SELECTED EXCERPT.
--- START ---

Abstract

The role of amino acid analysis in bioanalysis has changed from a qualitative to a quantitative technique. With the discovery of both electrospray ionization and matrix-assisted laser desorption ionization in the early 1990s, the use of amino acid analysis for qualitative analysis of proteins and peptides has been replaced by mass spectrometry. Accurate measurement of the relative molecular masses of proteins and peptides, peptide mapping, and sequencing by tandem mass spectrometry provide significantly better qualitative information than can be achieved from amino acid analysis. At NIST, amino acid analysis is used to assign concentration values to protein and peptide standard reference materials (SRMs) which, subsequently, will be used in the calibration of a wide variety of protein and peptide assays, such as those used in clinical diagnostics. It is critical that the amino acid analysis method used at NIST for SRM measurement deliver the highest accuracy and precision possible. Therefore, we have developed an amino acid analysis method that uses isotope dilution LC-MS/MS - the analytical technique routinely used at NIST to certify analyte concentrations in SRMs for a wide variety of analytes. Amino acid analysis by isotope dilution LC-MS/MS was first used to measure the concentration of bovine serum albumin in NIST SRM 927d ("bovine serum albumin, 7% solution"). We have recently refined our isotope dilution LC-MS/MS amino acid analysis method to certify the concentration of 17 amino acids in NIST SRM 2389a ("amino acids in 0.1 mol/L hydrochloric acid"). We present here our most recent method for the quantification of amino acids using isotope dilution LC-MS/MS.

--- END ---

SET OF TASKS.
**A)** According to the abstract, how many amino acids had their concentrations certified in NIST SRM 2389a?
**B)** List the mass spectrometry approaches that the abstract says give significantly better qualitative information than amino acid analysis.
**C)** Translate this sentence from the abstract into Spanish: "It is critical that the amino acid analysis method used at NIST for SRM measurement deliver the highest accuracy and precision possible."
The records that follow are separate material, unrelated to the abstract.

DATASET ENTRIES.
--- START ---

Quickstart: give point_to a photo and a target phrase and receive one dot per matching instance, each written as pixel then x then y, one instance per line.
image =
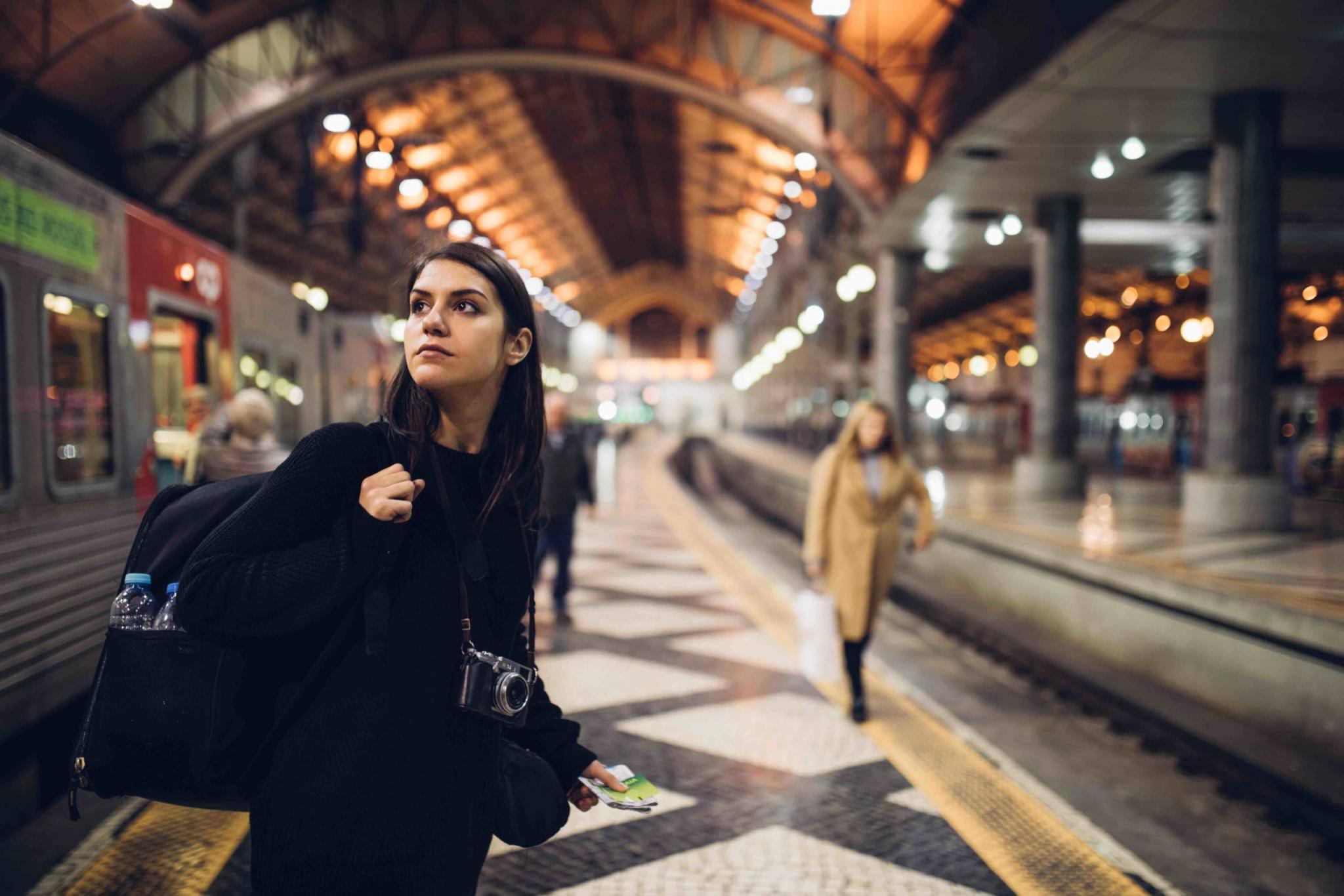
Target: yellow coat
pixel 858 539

--- END ---
--- START ---

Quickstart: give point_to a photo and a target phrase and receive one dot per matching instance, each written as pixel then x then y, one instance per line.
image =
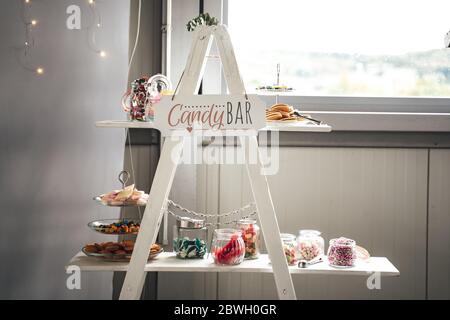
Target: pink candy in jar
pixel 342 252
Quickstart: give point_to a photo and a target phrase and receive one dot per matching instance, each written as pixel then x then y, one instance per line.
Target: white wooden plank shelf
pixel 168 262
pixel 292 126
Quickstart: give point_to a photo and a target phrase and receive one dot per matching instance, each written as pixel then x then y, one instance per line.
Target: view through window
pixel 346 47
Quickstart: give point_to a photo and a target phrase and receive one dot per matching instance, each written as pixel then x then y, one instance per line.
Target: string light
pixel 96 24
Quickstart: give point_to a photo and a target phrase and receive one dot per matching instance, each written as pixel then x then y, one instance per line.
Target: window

--- END ---
--- START ---

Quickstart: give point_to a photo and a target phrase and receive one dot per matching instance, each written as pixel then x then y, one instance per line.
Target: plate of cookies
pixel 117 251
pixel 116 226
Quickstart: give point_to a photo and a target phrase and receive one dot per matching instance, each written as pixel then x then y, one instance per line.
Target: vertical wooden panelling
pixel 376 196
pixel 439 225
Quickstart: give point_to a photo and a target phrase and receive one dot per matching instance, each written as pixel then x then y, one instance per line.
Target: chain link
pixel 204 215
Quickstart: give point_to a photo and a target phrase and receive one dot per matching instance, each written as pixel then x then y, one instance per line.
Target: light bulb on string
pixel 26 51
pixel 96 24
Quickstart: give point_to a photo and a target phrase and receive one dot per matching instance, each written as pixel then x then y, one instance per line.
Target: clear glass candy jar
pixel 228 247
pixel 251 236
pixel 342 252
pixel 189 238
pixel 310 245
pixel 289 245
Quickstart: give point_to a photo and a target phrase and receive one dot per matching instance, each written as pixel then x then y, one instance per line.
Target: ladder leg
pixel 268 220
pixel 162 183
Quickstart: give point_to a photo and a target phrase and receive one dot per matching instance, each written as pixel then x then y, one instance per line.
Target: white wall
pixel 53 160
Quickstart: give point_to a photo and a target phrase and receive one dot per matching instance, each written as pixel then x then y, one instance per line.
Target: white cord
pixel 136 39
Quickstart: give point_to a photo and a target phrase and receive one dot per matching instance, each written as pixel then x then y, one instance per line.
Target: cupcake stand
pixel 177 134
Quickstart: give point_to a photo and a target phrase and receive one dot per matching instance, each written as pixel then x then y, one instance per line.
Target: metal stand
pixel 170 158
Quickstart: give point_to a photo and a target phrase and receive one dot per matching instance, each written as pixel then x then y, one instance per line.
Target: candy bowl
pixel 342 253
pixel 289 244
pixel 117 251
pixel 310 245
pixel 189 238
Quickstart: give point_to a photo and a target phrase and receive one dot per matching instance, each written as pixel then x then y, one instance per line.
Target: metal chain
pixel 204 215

--- END ---

EXERCISE RESPONSES.
**A)** 17

**B)**
- Accurate measurement of the relative molecular masses of proteins and peptides
- Peptide mapping
- Sequencing by tandem mass spectrometry

**C)** Es fundamental que el método de análisis de aminoácidos utilizado en el NIST para la medición de SRM ofrezca la mayor exactitud y precisión posibles.